---- ENTRIES SHOWN

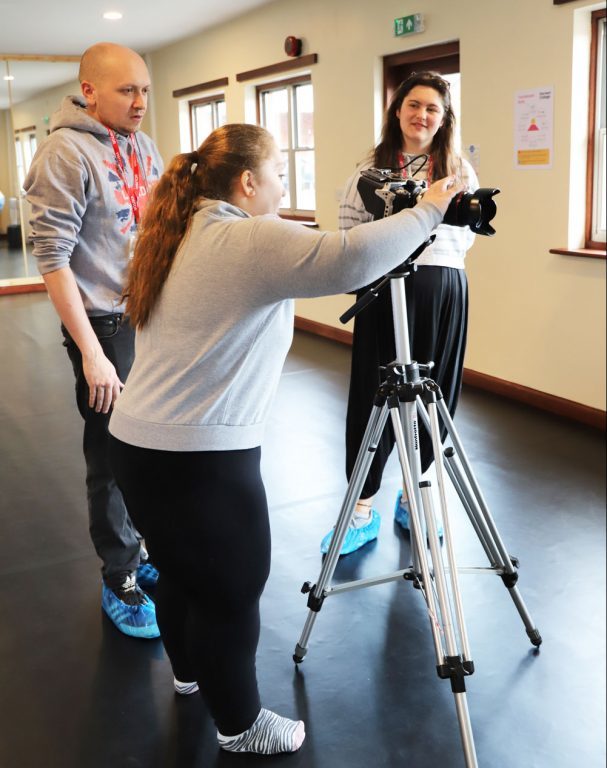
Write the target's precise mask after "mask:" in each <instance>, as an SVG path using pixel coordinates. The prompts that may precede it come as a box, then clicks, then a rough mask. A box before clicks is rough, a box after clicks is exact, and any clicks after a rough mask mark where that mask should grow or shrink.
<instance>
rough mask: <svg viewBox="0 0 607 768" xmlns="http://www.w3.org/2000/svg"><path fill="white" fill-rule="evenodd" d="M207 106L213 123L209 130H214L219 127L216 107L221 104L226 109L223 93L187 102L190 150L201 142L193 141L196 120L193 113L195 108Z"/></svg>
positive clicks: (212, 122) (199, 145) (204, 97)
mask: <svg viewBox="0 0 607 768" xmlns="http://www.w3.org/2000/svg"><path fill="white" fill-rule="evenodd" d="M207 104H210V105H211V114H212V123H213V128H212V129H211V130H215V129H216V128H218V127H219V125H220V123H219V120H218V116H217V105H218V104H223V105H224V107H226V108H227V104H226V96H225V93H224V92H223V91H222V92H218V93H213V94H209V95H208V96H200V97H199V98H196V99H189V100H188V119H189V122H190V146H191V147H192V149H197V148H198V147H199V146H200V144H201V142H198V141H195V122H196V120H195V117H194V111H195V109H196V107H200V106H205V105H207ZM207 135H208V134H207ZM205 138H206V137H205Z"/></svg>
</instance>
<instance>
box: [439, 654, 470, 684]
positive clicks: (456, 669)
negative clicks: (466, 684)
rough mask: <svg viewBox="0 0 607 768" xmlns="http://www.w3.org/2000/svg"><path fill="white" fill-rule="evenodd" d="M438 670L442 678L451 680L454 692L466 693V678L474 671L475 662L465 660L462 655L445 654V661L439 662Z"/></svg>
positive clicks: (448, 679) (469, 675)
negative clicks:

--------

EXERCISE DETAILS | Identify each line above that contains the string "instance", and copy every such line in full.

ANSWER TO THE PROBLEM |
Write the target's precise mask after "mask:" in each <instance>, as an SVG path using pixel coordinates. The prompts that may precede it come as a box, then clicks, then a rough mask. A box before clicks is rough, a box after clicks is exact, and any clicks after a rough mask mark where that mask should grow or shrink.
<instance>
</instance>
<instance>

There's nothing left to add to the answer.